═════ DATA SHOWN ═════

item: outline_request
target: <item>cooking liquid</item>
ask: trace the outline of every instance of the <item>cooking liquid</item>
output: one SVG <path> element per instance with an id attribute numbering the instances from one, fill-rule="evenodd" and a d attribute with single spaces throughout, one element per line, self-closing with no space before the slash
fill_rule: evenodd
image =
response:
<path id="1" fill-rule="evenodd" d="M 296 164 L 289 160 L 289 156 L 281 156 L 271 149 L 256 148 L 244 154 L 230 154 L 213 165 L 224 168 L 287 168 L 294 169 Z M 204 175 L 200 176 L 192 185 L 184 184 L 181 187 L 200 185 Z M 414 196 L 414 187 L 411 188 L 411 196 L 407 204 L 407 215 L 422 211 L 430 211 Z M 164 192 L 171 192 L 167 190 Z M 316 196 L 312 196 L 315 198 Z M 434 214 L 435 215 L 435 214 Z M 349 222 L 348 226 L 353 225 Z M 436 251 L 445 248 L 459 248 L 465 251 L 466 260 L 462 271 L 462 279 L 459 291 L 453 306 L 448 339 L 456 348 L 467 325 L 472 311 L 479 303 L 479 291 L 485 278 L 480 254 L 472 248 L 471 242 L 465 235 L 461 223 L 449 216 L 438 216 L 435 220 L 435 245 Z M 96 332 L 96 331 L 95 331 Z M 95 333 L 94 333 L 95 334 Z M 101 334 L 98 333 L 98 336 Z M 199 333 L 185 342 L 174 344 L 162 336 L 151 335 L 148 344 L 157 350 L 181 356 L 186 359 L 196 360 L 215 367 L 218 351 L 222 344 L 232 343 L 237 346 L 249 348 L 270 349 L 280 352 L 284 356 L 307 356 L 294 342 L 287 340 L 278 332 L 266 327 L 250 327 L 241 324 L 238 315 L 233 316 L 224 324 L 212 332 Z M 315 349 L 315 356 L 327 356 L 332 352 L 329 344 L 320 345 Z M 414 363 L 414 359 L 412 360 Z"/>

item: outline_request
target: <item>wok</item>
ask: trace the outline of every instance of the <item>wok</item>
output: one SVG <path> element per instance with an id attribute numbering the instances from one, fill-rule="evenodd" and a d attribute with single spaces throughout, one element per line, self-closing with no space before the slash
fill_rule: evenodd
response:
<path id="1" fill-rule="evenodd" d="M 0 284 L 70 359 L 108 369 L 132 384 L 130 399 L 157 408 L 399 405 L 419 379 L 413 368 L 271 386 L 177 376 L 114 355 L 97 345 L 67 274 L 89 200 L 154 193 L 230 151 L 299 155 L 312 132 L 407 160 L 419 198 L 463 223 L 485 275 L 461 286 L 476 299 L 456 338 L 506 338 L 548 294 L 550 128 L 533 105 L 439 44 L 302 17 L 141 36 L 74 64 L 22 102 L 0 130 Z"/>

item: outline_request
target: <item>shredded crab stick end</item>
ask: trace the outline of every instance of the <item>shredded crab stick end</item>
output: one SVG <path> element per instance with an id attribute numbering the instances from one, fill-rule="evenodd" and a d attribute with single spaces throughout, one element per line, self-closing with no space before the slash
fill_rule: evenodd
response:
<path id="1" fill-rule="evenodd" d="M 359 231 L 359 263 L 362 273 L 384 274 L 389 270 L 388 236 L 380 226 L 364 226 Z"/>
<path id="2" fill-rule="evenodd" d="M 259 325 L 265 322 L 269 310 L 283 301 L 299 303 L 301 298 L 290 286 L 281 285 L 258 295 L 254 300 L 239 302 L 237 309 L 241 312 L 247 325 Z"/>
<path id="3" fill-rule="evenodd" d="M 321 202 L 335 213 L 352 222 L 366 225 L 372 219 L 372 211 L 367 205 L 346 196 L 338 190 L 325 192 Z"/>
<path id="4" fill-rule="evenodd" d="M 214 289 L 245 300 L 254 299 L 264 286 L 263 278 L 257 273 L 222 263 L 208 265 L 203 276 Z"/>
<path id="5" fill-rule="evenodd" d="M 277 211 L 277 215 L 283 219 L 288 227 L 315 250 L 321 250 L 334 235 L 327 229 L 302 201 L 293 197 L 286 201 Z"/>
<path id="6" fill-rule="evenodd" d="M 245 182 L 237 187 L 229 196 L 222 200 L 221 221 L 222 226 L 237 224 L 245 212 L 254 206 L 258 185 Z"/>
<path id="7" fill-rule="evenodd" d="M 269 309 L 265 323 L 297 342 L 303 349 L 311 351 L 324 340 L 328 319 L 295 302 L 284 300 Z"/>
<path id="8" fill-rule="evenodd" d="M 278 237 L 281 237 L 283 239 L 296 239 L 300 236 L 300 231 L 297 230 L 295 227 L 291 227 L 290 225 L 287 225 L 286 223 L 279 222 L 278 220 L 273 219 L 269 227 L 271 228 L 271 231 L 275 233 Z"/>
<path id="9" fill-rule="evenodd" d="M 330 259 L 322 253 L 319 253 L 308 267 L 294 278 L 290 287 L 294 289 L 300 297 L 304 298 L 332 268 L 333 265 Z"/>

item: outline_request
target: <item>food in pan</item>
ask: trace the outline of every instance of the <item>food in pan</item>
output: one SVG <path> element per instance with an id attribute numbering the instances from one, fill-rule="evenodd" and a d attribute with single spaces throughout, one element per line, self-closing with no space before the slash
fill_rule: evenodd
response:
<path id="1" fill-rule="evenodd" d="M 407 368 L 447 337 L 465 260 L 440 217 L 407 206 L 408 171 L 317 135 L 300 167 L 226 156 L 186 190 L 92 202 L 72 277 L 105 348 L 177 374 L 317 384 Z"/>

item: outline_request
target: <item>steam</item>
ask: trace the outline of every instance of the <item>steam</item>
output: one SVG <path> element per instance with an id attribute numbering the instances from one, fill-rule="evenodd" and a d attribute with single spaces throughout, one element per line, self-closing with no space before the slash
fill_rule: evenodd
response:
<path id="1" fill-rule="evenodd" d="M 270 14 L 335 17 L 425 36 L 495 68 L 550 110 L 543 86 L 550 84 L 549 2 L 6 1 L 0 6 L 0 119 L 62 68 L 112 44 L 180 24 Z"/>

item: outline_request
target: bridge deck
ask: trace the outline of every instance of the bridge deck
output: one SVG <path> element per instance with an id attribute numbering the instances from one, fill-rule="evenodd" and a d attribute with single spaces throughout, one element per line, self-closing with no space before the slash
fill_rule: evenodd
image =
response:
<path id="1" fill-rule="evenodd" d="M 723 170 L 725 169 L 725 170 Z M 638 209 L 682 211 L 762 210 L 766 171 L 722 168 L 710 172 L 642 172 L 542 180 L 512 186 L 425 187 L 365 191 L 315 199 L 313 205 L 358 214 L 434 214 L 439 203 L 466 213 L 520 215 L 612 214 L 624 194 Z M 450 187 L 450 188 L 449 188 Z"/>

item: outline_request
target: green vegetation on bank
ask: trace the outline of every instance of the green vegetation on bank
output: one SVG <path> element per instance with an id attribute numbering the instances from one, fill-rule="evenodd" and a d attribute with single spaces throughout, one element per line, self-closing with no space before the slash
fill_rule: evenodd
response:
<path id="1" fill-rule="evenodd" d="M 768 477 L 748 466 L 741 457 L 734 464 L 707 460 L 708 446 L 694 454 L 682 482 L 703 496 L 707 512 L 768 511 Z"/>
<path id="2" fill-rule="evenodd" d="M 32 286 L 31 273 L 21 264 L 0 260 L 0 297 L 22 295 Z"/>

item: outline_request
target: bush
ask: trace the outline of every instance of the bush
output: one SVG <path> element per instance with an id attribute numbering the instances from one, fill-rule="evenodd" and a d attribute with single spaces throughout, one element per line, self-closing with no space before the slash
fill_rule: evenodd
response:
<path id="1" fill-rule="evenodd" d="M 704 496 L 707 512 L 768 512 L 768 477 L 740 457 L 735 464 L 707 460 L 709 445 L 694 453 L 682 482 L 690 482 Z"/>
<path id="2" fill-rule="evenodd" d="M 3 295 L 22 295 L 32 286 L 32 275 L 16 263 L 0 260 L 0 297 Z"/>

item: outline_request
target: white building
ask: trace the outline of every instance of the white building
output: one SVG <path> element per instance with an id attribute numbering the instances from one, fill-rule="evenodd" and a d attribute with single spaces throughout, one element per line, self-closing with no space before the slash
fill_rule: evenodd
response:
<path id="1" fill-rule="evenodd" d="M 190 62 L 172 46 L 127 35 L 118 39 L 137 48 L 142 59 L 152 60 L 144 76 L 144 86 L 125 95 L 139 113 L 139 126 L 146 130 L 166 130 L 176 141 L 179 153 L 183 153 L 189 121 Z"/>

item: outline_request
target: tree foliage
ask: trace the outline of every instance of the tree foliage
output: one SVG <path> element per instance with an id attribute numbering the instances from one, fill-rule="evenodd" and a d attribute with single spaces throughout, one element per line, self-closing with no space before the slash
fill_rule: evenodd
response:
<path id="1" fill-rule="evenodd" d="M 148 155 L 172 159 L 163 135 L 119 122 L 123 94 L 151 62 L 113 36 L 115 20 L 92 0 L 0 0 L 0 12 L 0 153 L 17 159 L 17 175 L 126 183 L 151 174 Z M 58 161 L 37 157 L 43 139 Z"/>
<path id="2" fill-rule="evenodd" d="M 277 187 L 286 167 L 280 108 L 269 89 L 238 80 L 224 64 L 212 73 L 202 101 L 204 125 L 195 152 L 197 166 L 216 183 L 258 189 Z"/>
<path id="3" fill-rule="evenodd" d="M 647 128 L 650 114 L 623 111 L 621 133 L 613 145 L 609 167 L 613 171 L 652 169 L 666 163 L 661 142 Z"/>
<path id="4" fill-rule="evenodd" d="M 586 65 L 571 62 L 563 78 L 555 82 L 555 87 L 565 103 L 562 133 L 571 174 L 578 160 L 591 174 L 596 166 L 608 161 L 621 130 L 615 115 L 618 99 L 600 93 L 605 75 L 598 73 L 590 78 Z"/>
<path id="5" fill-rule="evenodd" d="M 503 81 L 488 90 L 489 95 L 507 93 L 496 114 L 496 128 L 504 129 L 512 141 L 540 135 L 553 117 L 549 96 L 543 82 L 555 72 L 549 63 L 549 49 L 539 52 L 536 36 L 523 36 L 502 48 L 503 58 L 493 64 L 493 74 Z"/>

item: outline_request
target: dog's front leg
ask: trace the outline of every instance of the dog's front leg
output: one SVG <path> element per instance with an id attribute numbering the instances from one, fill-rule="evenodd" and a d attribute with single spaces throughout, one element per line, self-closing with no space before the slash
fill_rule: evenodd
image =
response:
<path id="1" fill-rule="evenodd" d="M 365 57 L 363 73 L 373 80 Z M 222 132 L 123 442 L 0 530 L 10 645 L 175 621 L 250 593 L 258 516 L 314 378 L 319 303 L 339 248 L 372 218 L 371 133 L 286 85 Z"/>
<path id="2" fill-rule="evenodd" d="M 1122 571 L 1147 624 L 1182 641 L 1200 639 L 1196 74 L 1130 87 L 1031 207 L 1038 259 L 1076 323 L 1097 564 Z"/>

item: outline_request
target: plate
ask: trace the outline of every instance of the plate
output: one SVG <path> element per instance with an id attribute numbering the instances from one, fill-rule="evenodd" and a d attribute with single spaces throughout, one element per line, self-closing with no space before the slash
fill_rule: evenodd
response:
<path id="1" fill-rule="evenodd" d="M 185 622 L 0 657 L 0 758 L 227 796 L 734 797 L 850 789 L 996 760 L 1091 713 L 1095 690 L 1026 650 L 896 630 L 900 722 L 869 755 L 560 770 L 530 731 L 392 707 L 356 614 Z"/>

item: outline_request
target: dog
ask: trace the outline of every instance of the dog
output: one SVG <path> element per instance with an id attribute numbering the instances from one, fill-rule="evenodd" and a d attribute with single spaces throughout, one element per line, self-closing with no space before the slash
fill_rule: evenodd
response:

═════

Copy out every line of the listing that contains the string "deck".

■ **TASK RESULT**:
target: bridge deck
ask: trace the outline of every instance of the bridge deck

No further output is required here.